Por outro lado, mesmo com a atuação de Bolsonaro diante da pandemia, o antipetismo pode insuflar o bolsonarismo para uma retomada mais acalorada nas eleições de 2022? Esse movimento independe da postura de Lula ou, caso o ex-presidente adote um discurso reconciliador, esse efeito pode ser minimizado?

Desde 1989, o apoio ao PT é parte estruturante do debate político nacional, bem como sua rejeição. Obviamente, a perspectiva de que o partido volte ao poder deve mobilizar parcela relevante da sociedade para votar contra seu candidato, não obstante, uma grande parte desses já constitui o núcleo de apoio a Bolsonaro. Sem o desgaste do Governo Dilma estar fresco na memória das pessoas e com outros fatores recentes mostrando que a alternativa escolhida em 2018 não necessariamente foi a melhor, abre-se espaço para que grupos menos intensos em seu antipetismo sejam pivôs de uma mudança política – mesmo que em direção a uma alternativa a Bolsonaro no 1º turno, que seja capaz de derrotar o PT no segundo turno. Isso não seria um 3ª via, mas apenas uma retomada na moderação no polo antipetista da política brasileira, anteriormente representada pelo PSDB.

**Ação necessária 1**
Copie, sem alterar nada, o trecho do texto sobre o antipetismo que começa com as palavras "Por outro lado, mesmo" e termina com "pode ser minimizado?".
**Ação necessária 2**
Como seguiria o texto sobre o antipetismo depois da última frase? Escreva a continuação.

**Material apresentado**
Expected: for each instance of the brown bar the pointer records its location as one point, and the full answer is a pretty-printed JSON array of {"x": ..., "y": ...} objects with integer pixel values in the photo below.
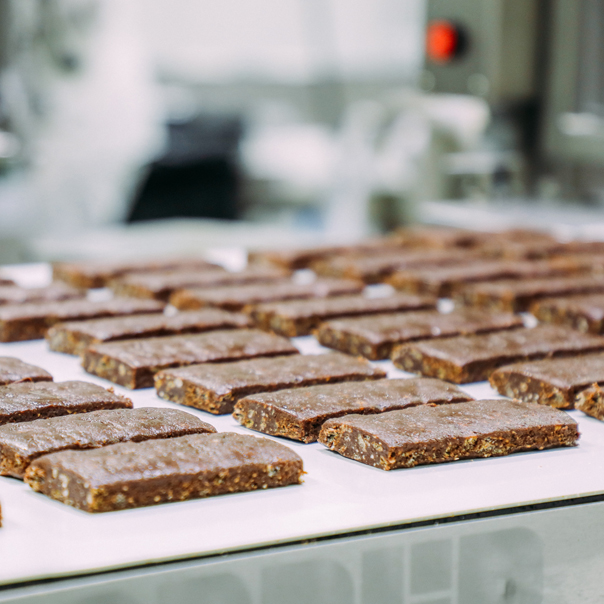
[
  {"x": 160, "y": 286},
  {"x": 98, "y": 273},
  {"x": 444, "y": 281},
  {"x": 14, "y": 370},
  {"x": 375, "y": 269},
  {"x": 294, "y": 259},
  {"x": 216, "y": 388},
  {"x": 133, "y": 363},
  {"x": 27, "y": 401},
  {"x": 299, "y": 317},
  {"x": 13, "y": 294},
  {"x": 437, "y": 434},
  {"x": 237, "y": 297},
  {"x": 21, "y": 443},
  {"x": 31, "y": 321},
  {"x": 591, "y": 401},
  {"x": 554, "y": 382},
  {"x": 130, "y": 475},
  {"x": 299, "y": 413},
  {"x": 375, "y": 337},
  {"x": 516, "y": 296},
  {"x": 76, "y": 336},
  {"x": 585, "y": 313},
  {"x": 465, "y": 359}
]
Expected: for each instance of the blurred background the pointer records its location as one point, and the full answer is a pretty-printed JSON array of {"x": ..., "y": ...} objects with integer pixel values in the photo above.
[{"x": 130, "y": 127}]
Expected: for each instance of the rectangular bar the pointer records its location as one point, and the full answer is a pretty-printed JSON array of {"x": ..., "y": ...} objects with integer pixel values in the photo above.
[
  {"x": 160, "y": 286},
  {"x": 554, "y": 382},
  {"x": 14, "y": 294},
  {"x": 14, "y": 370},
  {"x": 444, "y": 281},
  {"x": 299, "y": 413},
  {"x": 217, "y": 387},
  {"x": 299, "y": 317},
  {"x": 442, "y": 433},
  {"x": 585, "y": 313},
  {"x": 375, "y": 269},
  {"x": 76, "y": 336},
  {"x": 294, "y": 259},
  {"x": 464, "y": 359},
  {"x": 21, "y": 443},
  {"x": 130, "y": 475},
  {"x": 27, "y": 401},
  {"x": 375, "y": 337},
  {"x": 591, "y": 401},
  {"x": 92, "y": 273},
  {"x": 516, "y": 296},
  {"x": 133, "y": 363},
  {"x": 237, "y": 297},
  {"x": 31, "y": 321}
]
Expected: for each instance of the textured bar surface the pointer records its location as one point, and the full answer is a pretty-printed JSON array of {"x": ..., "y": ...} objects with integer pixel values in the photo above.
[
  {"x": 129, "y": 475},
  {"x": 374, "y": 337},
  {"x": 299, "y": 317},
  {"x": 97, "y": 274},
  {"x": 299, "y": 413},
  {"x": 14, "y": 370},
  {"x": 31, "y": 321},
  {"x": 304, "y": 257},
  {"x": 585, "y": 313},
  {"x": 436, "y": 434},
  {"x": 554, "y": 382},
  {"x": 75, "y": 337},
  {"x": 27, "y": 401},
  {"x": 236, "y": 297},
  {"x": 21, "y": 443},
  {"x": 518, "y": 295},
  {"x": 13, "y": 294},
  {"x": 161, "y": 285},
  {"x": 133, "y": 363},
  {"x": 373, "y": 269},
  {"x": 466, "y": 359},
  {"x": 217, "y": 387},
  {"x": 444, "y": 281}
]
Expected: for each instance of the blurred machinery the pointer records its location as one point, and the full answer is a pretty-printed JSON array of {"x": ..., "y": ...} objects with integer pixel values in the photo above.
[{"x": 538, "y": 63}]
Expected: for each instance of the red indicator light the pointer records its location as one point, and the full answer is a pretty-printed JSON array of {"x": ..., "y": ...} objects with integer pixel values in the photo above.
[{"x": 442, "y": 41}]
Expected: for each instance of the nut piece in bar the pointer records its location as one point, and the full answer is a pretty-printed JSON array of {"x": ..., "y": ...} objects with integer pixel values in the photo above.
[
  {"x": 130, "y": 475},
  {"x": 27, "y": 401},
  {"x": 375, "y": 337},
  {"x": 464, "y": 359},
  {"x": 299, "y": 413},
  {"x": 591, "y": 401},
  {"x": 76, "y": 336},
  {"x": 21, "y": 443},
  {"x": 237, "y": 297},
  {"x": 443, "y": 281},
  {"x": 585, "y": 313},
  {"x": 97, "y": 273},
  {"x": 31, "y": 321},
  {"x": 375, "y": 268},
  {"x": 161, "y": 285},
  {"x": 217, "y": 387},
  {"x": 299, "y": 317},
  {"x": 133, "y": 363},
  {"x": 555, "y": 382},
  {"x": 14, "y": 370},
  {"x": 436, "y": 434},
  {"x": 518, "y": 295},
  {"x": 13, "y": 294}
]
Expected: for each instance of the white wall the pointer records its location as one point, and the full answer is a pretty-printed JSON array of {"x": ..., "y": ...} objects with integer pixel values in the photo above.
[{"x": 288, "y": 40}]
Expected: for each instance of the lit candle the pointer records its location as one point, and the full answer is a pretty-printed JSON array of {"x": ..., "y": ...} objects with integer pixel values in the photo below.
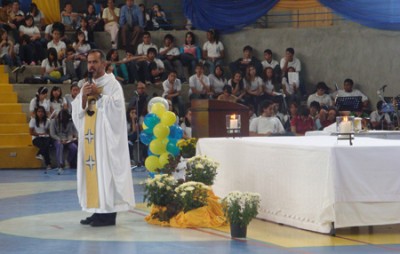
[
  {"x": 233, "y": 123},
  {"x": 345, "y": 126}
]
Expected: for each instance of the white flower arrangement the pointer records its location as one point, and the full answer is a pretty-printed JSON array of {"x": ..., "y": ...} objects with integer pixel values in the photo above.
[
  {"x": 241, "y": 207},
  {"x": 201, "y": 169},
  {"x": 159, "y": 190},
  {"x": 192, "y": 195}
]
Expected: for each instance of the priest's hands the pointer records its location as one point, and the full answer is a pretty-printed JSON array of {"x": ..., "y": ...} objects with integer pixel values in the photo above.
[{"x": 90, "y": 89}]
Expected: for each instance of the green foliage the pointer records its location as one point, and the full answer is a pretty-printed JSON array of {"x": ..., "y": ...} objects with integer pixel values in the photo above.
[
  {"x": 241, "y": 207},
  {"x": 201, "y": 169}
]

**Campo de resposta 1**
Por outro lado, mesmo com a atuação de Bolsonaro diante da pandemia, o antipetismo pode insuflar o bolsonarismo para uma retomada mais acalorada nas eleições de 2022? Esse movimento independe da postura de Lula ou, caso o ex-presidente adote um discurso reconciliador, esse efeito pode ser minimizado?

**Campo de resposta 2**
O cientista político Vítor Oliveira, diretor da consultoria Pulso Público. Foto: Pulso Público/Divulgação

Pensando que a elegibilidade de Lula reavivou discussões sobre a polarização Lula e Bolsonaro nas eleições presidenciais de 2022, de que forma outros presidenciáveis (como Doria, Ciro, Huck, Mandetta) podem, por consequência, repensar suas estratégias a partir de agora? Mais do que isso: algum desses nomes teria força para chegar ao segundo turno em uma disputa que tenha Lula e Bolsonaro?

O PT competitivo em 2022 pode despertar o antipetismo moderado como alternativa já no 1º turno, caso fique claro que esta candidatura possuiria mais chances de vencer Lula. Se houver um mínimo de coordenação, não seria impossível ver o voto estratégico tirar Bolsonaro do 2º turno. Uma candidatura minimamente competitiva, diferentemente do que foi Alckmin em 2018, pode ter esse efeito, num cenário em que a rejeição a Bolsonaro esteja alta. A questão é qual o nível de coordenação será possível para estas forças políticas alternativas. Alguns fatores podem pesar a favor da coordenação, como a escassez de recursos num cenário em que os partidos precisam superar a cláusula de desempenho na eleição para a Câmara dos Deputados.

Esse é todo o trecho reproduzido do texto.